Requirements:
Lines before the one containing "instance like [124,121]." are excluded; reproduce that line and all lines after it in the entries below, exactly.

Supplied records:
START

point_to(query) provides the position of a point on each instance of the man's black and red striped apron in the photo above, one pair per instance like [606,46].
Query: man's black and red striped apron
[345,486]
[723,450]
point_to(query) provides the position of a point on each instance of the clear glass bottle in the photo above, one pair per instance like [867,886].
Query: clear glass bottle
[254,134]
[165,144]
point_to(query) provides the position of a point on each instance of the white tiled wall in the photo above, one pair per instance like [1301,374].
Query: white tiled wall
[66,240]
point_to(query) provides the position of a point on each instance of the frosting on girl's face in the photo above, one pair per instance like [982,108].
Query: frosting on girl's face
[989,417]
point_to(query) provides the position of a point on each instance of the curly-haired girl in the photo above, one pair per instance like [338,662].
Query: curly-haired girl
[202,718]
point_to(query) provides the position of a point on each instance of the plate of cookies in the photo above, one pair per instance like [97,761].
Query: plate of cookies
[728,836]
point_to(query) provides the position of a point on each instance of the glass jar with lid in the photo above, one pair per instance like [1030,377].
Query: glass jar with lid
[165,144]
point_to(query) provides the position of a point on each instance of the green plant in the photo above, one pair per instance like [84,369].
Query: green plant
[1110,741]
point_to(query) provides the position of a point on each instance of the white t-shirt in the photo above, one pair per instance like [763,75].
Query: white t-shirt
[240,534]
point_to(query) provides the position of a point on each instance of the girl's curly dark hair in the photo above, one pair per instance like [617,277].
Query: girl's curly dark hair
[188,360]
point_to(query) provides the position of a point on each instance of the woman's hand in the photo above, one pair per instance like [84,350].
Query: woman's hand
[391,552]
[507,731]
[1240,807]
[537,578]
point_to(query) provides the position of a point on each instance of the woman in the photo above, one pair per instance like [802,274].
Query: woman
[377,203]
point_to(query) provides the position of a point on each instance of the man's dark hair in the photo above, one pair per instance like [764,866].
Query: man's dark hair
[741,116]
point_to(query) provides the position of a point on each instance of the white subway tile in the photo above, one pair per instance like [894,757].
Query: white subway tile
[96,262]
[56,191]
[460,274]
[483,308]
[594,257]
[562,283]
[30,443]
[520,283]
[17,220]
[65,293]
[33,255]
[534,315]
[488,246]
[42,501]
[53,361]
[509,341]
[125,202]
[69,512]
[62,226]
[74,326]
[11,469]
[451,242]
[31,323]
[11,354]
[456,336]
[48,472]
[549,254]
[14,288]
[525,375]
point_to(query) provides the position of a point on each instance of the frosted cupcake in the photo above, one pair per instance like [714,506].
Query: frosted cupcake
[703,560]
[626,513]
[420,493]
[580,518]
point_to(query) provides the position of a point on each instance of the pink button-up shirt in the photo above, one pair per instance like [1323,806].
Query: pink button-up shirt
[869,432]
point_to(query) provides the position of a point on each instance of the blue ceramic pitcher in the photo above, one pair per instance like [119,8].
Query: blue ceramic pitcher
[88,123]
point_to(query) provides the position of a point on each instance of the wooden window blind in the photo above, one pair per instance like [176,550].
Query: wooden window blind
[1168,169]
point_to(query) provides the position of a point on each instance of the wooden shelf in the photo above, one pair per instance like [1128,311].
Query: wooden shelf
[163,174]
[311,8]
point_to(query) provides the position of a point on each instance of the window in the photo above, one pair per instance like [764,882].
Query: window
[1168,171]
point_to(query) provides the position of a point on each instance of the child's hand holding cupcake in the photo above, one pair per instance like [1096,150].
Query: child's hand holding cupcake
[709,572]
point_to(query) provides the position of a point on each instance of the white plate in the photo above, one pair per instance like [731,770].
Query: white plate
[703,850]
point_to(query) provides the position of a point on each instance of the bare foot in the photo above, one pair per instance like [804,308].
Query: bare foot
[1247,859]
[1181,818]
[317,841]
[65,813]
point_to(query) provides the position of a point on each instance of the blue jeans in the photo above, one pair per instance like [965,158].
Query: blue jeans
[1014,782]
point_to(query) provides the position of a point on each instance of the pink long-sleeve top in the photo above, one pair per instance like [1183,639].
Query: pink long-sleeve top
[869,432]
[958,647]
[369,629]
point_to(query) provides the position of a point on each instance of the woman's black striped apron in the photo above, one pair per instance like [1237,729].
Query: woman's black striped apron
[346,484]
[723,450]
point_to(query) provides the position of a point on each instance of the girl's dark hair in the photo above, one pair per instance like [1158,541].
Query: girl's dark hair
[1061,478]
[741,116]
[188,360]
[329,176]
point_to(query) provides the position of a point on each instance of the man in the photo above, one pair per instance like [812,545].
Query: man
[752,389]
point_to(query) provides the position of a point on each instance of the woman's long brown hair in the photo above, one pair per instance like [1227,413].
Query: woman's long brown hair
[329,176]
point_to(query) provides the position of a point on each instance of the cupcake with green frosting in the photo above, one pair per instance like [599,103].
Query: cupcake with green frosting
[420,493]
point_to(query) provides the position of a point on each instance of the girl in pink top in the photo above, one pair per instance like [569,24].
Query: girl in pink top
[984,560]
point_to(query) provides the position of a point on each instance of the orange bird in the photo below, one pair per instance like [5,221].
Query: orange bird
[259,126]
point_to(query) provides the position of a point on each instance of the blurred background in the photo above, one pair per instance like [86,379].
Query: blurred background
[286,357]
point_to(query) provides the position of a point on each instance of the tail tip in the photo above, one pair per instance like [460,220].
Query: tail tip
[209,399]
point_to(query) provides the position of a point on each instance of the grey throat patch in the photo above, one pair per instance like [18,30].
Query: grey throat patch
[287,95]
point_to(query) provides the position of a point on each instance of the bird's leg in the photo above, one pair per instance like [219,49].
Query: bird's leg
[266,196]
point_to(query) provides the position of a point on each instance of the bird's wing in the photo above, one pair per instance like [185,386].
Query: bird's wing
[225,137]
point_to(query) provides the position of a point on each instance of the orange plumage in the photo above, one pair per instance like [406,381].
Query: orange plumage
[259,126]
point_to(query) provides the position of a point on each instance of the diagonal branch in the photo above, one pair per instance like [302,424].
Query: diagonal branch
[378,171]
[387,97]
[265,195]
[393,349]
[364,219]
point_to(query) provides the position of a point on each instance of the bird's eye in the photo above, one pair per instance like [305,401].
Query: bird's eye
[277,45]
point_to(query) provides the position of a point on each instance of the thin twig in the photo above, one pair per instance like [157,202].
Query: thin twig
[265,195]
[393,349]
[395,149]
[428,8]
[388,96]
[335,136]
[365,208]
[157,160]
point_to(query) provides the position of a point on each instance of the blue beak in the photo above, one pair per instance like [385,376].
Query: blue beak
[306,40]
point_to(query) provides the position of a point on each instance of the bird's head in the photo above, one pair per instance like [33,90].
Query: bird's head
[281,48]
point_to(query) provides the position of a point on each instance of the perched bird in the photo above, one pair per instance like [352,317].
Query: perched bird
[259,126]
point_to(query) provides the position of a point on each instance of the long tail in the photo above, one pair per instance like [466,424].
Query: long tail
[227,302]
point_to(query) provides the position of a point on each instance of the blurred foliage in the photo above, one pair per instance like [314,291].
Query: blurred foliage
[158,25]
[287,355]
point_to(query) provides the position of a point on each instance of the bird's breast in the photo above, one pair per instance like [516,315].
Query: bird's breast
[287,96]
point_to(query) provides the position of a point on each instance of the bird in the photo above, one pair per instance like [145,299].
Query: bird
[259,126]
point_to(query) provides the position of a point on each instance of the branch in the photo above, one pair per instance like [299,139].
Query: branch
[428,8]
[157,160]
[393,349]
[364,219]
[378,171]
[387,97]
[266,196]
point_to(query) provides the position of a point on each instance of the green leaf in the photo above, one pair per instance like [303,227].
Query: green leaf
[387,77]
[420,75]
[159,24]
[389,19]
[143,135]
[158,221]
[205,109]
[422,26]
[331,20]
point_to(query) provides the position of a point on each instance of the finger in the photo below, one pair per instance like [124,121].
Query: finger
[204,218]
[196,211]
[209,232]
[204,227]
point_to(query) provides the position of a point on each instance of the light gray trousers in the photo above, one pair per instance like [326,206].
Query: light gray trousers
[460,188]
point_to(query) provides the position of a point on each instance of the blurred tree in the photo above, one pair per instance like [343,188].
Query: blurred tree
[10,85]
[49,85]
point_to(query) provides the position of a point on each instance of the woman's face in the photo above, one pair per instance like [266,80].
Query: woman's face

END

Expected answer:
point_to(query) provides the position of a point on each instance of the finger in the photo below, one pair per instance like [124,121].
Query: finger
[204,218]
[196,211]
[209,232]
[204,227]
point_to(query) provides the position of a point on each instance of the light gray trousers in the photo above, one pair per instance like [326,206].
Query: light gray trousers
[460,188]
point_to(query) provides the position of a point on each instance of the blurred tree in the photo above, one pair per instance like [343,188].
Query: blurred tree
[10,85]
[49,85]
point_to(query) provides the position of a point on each instance of the woman's face in the photo above, one pair per instance like [266,80].
Query: woman's face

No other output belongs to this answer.